[Material provided — start]

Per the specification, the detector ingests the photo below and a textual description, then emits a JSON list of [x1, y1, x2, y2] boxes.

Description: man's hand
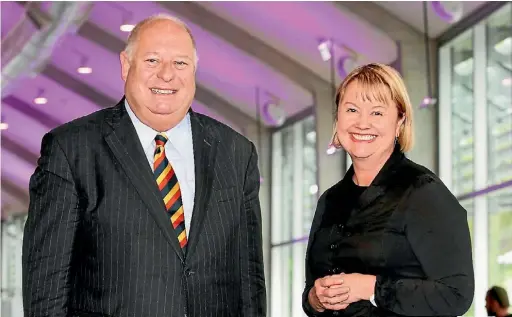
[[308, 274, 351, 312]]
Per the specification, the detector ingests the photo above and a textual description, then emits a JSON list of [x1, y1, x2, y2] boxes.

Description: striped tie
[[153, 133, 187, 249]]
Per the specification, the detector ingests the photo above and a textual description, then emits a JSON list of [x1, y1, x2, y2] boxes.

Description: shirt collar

[Material provided — finish]
[Material provided — start]

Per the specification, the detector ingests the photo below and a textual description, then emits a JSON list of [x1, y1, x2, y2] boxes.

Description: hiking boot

[Material provided — finish]
[Material provided — start]

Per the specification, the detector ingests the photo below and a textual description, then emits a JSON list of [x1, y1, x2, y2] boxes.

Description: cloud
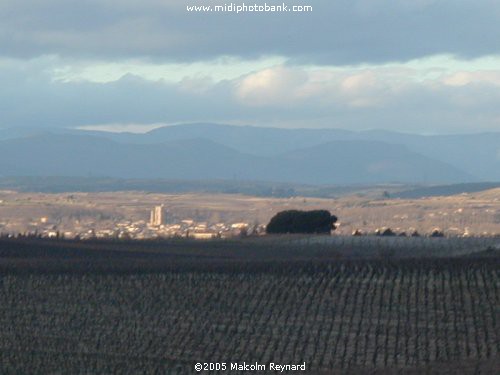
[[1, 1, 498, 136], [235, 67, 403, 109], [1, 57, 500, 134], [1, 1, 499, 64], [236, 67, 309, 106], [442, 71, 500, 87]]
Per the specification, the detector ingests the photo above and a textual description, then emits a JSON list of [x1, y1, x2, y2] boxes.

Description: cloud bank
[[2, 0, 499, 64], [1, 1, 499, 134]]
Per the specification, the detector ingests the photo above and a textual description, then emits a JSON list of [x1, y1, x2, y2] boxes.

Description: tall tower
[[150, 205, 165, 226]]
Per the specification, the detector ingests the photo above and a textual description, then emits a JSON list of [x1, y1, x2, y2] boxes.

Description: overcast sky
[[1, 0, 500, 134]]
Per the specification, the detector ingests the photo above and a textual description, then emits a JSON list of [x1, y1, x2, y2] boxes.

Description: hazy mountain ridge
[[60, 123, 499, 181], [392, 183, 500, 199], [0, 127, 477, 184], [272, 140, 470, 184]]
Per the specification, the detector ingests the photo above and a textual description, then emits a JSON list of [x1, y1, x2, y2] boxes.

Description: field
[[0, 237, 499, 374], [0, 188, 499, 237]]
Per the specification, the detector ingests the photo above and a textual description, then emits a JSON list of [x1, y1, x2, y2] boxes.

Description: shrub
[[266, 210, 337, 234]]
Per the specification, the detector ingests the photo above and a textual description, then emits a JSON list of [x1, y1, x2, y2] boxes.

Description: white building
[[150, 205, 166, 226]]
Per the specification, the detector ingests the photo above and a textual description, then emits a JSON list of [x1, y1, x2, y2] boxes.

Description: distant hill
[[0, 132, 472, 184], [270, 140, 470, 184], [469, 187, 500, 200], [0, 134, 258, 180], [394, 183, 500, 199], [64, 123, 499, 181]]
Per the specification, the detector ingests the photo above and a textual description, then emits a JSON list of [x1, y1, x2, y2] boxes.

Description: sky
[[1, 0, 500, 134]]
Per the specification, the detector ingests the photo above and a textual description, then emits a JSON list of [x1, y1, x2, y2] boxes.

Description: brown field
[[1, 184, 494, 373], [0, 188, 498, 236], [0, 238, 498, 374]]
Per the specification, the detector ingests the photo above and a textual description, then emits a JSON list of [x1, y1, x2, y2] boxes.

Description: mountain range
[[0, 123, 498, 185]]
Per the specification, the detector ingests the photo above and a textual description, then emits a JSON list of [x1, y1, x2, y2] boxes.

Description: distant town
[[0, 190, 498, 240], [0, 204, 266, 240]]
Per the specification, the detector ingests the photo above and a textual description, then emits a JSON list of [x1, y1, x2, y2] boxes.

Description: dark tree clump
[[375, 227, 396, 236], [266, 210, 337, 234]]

[Material provided — finish]

> _Work task_:
Write down again, exactly as given, only the lines above that fall from the line with "Description: striped tie" to the line with "Description: shirt collar", inclusive.

> _Task result_:
Description: striped tie
[[153, 133, 187, 249]]
Per the specification, the detector ingests the photo above and a textual description, then emits a JSON list of [x1, y1, x2, y2] boxes.

Description: shirt collar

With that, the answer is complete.